TASK REQUIREMENTS:
A - In the piece on ship bottom treatments, what three ingredients made up the repulsive-sounding mixture?
B - The piece on ship bottom treatments says the writer must rely on memory. Using only what the piece says, explain in one to three sentences why.
C - Go on with the piece on ship bottom treatments after its final sentence.

EXCERPT TO READ:
My usual first stop in trying to deal with such issues is the Conway's History of the Ship series. I just checked the relevant volume, Cogs, Caravels, and Galleons: The Sailing Ship, 1000-1650, and found no reference to bottom treatments. So far as I know there's scarcely any hard contemporary evidence on the subject. So I'll have to fall back on that most unreliable of sources, my senile memory.
I've read in several places (don't ask me where) that there were several common bottom treatments prior to the introduction of copper sheathing. I've never read that there was any clear chronological sequence to them; some or all of them probably were in use at the same time. One was a particularly repulsive-sounding concoction containing tar, sulfur, and horse hair (presumably in the hope that shipworms would find it disgusting and indigestible). Another was white lead paint; another was tallow - perhaps applied on top of the white lead. (I imagine tallow applied directly to wood would look like a semi-transparent grease; I figure slapping it on top of a coat of white paint would result in a slightly creamy off-white color.)
I don't know which of those treatments would be more expensive.
Some of the oldest surviving English ship models have white bottoms. Whether that was an accurate depiction of reality or a model builder's convention I don't know. (A modeler with any aesthetic sense would be turned off by the thought of reproducing that tar/sulfur/horse hair mix.)

SUPPLIED ENTRIES:
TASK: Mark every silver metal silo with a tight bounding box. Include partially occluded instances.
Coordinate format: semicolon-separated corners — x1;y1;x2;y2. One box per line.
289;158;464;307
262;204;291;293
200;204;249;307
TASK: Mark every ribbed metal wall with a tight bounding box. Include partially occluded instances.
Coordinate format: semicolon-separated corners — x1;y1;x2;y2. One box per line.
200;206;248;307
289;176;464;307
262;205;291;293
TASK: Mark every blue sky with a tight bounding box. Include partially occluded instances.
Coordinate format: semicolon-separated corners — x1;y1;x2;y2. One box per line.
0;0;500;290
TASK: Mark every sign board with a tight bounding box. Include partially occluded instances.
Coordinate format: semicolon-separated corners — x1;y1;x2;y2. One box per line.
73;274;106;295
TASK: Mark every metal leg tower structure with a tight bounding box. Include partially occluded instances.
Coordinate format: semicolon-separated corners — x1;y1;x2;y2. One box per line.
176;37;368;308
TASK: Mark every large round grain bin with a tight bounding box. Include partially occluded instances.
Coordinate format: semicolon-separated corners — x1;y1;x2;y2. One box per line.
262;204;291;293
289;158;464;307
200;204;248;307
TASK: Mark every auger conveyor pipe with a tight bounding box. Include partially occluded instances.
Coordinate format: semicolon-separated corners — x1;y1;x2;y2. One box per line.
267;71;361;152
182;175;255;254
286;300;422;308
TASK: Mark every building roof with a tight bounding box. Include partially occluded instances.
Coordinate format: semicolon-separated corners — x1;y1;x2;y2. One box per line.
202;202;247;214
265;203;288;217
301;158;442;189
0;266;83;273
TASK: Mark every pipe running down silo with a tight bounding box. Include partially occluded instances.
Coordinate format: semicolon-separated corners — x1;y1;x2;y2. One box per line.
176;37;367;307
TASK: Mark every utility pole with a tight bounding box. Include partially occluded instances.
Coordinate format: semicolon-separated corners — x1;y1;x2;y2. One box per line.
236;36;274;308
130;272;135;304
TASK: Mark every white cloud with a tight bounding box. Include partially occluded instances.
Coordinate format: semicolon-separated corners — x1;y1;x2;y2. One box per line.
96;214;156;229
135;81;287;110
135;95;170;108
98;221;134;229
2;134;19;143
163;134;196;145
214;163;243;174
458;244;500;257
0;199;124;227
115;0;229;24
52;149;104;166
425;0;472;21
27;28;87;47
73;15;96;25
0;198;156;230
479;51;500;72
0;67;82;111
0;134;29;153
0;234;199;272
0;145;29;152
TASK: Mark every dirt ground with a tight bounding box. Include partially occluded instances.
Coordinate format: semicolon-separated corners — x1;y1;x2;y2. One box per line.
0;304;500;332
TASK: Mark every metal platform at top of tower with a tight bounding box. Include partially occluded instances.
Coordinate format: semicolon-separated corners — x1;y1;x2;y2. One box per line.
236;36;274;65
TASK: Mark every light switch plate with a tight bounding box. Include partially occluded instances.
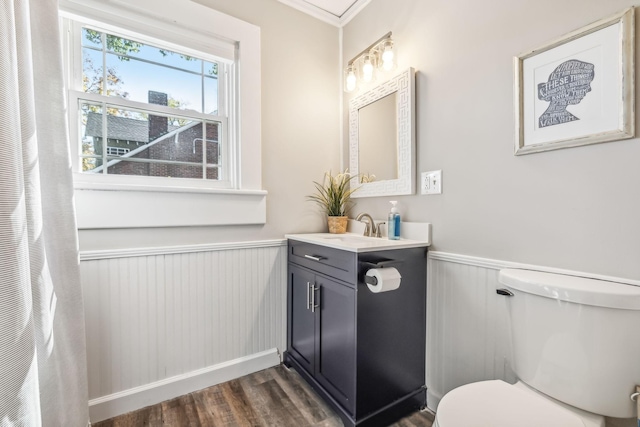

RESULTS:
A - Tar, sulfur, and horse hair.

B - The relevant Conway's History of the Ship volume, Cogs, Caravels, and Galleons, has no reference to bottom treatments. The writer also knows of scarcely any hard contemporary evidence on the subject.

C -
There are four genuine surviving ships from the period covered by the Conway book: the Gokstad ship, the Oseberg ship, the Mary Rose, and the Wasa. The two Viking hulls clearly were unpainted except, perhaps, for some decorative carved work. Fred Hocker's book on the Wasa states quite emphatically that no waterline is marked on her, and the wood on her bottom looks just like that of the upper works I've read quite a bit about the Mary Rose, and I've never bumped into any reference to paint or other treatment on her hull.
The bottoms of hulls are rarely visible in old master marine paintings (e.g., those of the Van de Veldes), but I think I've seen some that appear to be white.
Brian Lavery's book, The Construction and Fitting of English Ships of War, says that by the early eighteenth century two coatings were in use: "black stuff" and "dark stuff." Apparently they were about the same as the two I mentioned earlier. Lavery says that "black stuff" rarely shows up in models, but he seems to think it was used more often than "white stuff" in reality. And he suggests that some ships may have had "black stuff" on their bottoms, with a band of white (for looks, I guess) just above and below the waterline.
I think this is one of those questions that don't have good answers. The good news is that you can paint the bottom of your model whatever color you like (though I'd discourage pink and purple), and it's highly unlikely that anybody can say definitively that it's wrong.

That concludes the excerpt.